— TEXT EXCERPT —
──────────────────────────────

The state Supreme Court heard arguments in the first political lawsuit before the high court since Republicans flipped control in the 2022 elections.

Posted Updated

By
Travis Fain
, WRAL state government reporter
RALEIGH, N.C. — The state Supreme Court heard arguments Thursday in a case that may ultimately decide when people convicted of a felony can vote again in North Carolina.

Ex-felons are allowed to vote in the state only after they finish probation and parole and pay off court fees. Activists say voting rights should be restored as soon as someone finishes their prison sentence, and that North Carolina law discriminates against Black people, who are more likely to have a felony conviction, and against people without enough money to pay fines.

That argument won out ahead of last year’s general elections, and people on probation were allowed to vote. Now the Supreme Court of North Carolina is mulling a decision that will determine whether that practice continues. Results of the November court elections made it more likely that North Carolina’s law survives and people on probation are disenfranchised again.

North Carolina elects its Supreme Court in partisan elections, and going into November Democrats held a 4-3 advantage on the high court. After those elections, Republicans hold a 5-2 advantage. The felon voting case is the first political lawsuit for the court’s new GOP majority, and the decision will affect an estimated 56,000 people.

During Thursday’s oral arguments, conservative judges questioned key elements of the activists’ case.

Chief Justice Paul Newby jousted with Daryl Atkinson, co-director and attorney for Forward Justice, over the meaning of “property qualifications,” pushing back against Atkinson’s argument that requiring people to pay fines before they vote is akin to a long-unconstitutional rule requiring property ownership to vote.

Justice Trey Allen, another Republican on the court, noted that the North Carolina Constitution says anyone convicted of a felony loses the right to vote, unless that right is restored by in a manner “prescribed by law.” The constitution’s default is "no felon can vote” unless the legislature allows it, Allen said, and there is no law on the books that says they can vote again “simply upon being released from incarceration.”

Allen said the lower court in this case, by allowing people to vote earlier, seemed to have imposed a remedy beyond its authority.

Democratic Justice Anita Earls, who was a civil rights attorney before she joined the court, pressed Peter Patterson, an attorney for Republican lawmakers defending state law, on his case. Patterson argued there is no evidence of racist intent behind the law because it treats people of different races the same, and that allowing people to vote after they’ve finished probation and paid fines is “perhaps the most natural place to draw the line.”

Patterson also noted that the law increased voting rights when it passed in the 1970’s by relaxing older felon disenfranchisement rules. He said something is wrong if “a signature achievement of the civil rights movement” can be invalidated by accusations of racism.

Republican Justice Phil Berger Jr., whose father is a key GOP legislative leader and a defendant in the case, asked for proof of racial animus. Stanton Jones, who along with Atkinson represents plaintiffs in the lawsuit, said he could no more prove racism for this law than he could for a poll tax or a literacy test — both hurdles to voting thrown out by the courts as unconstitutional and racist decades ago.

North Carolina’s felon enfranchisement law was designed to appear “race neutral,” Jones said, but in reality it impacts potential Black voters more than white ones.

──────────────────────────────

— EXTRACTED INFORMATION —
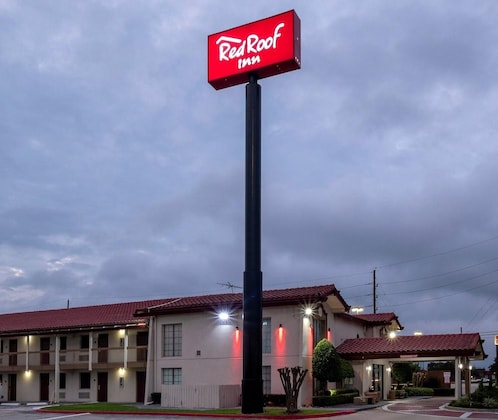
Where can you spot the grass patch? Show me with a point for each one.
(133, 408)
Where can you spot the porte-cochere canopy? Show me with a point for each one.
(412, 347)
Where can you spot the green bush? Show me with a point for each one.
(444, 392)
(328, 400)
(418, 392)
(341, 391)
(275, 400)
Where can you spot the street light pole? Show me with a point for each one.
(252, 381)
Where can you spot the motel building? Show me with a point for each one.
(186, 352)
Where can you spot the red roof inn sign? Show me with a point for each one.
(239, 55)
(265, 48)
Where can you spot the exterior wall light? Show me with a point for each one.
(223, 316)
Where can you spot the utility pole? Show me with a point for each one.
(375, 293)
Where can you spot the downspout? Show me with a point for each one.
(458, 377)
(125, 350)
(150, 367)
(27, 353)
(57, 370)
(90, 352)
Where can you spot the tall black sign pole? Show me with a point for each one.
(252, 381)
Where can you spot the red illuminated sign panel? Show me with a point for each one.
(266, 47)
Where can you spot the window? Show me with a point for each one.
(266, 335)
(44, 350)
(266, 379)
(172, 340)
(172, 376)
(84, 380)
(84, 341)
(63, 343)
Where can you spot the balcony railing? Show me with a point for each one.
(74, 359)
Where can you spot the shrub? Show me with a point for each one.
(417, 392)
(342, 391)
(274, 400)
(325, 401)
(444, 392)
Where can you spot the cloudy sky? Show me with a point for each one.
(122, 170)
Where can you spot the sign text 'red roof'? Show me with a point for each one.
(265, 48)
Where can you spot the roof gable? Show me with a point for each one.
(120, 315)
(80, 318)
(277, 297)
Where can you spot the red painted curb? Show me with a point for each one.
(226, 416)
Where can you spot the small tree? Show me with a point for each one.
(292, 379)
(326, 364)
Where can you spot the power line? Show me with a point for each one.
(441, 274)
(446, 296)
(438, 254)
(425, 289)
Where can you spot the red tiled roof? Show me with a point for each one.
(122, 314)
(386, 318)
(416, 346)
(310, 294)
(79, 318)
(383, 318)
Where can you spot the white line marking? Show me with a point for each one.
(66, 416)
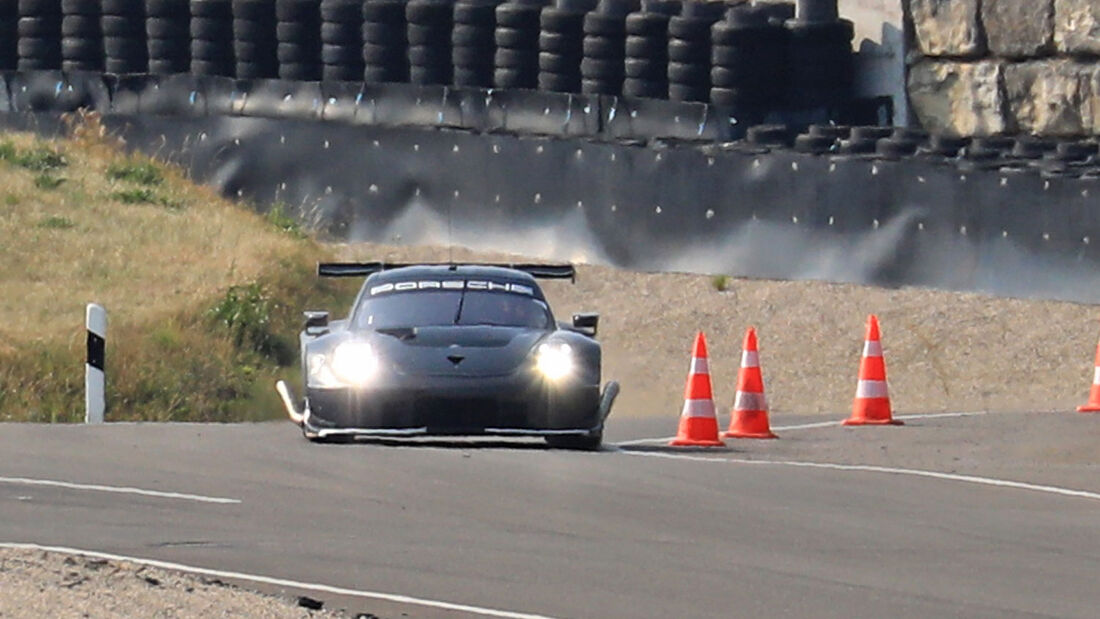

──────────────────────────────

— STATED PROBLEM 1 —
Translate this sentence from the article on North Carolina's felon voting case into Spanish: "During Thursday’s oral arguments, conservative judges questioned key elements of the activists’ case."
— STATED PROBLEM 2 —
Turn the paragraph of the felon voting article that opens with "North Carolina elects its Supreme Court" into a bulleted list that keeps its main facts.

— EXPECTED OUTPUT 1 —
Durante los argumentos orales del jueves, los jueces conservadores cuestionaron elementos clave del caso de los activistas.

— EXPECTED OUTPUT 2 —
- North Carolina elects its Supreme Court justices in partisan elections.
- Before the November elections, Democrats held a 4-3 majority on the court.
- After those elections, Republicans hold a 5-2 majority.
- The felon voting case is the new GOP majority's first political lawsuit.
- The decision will affect an estimated 56,000 people.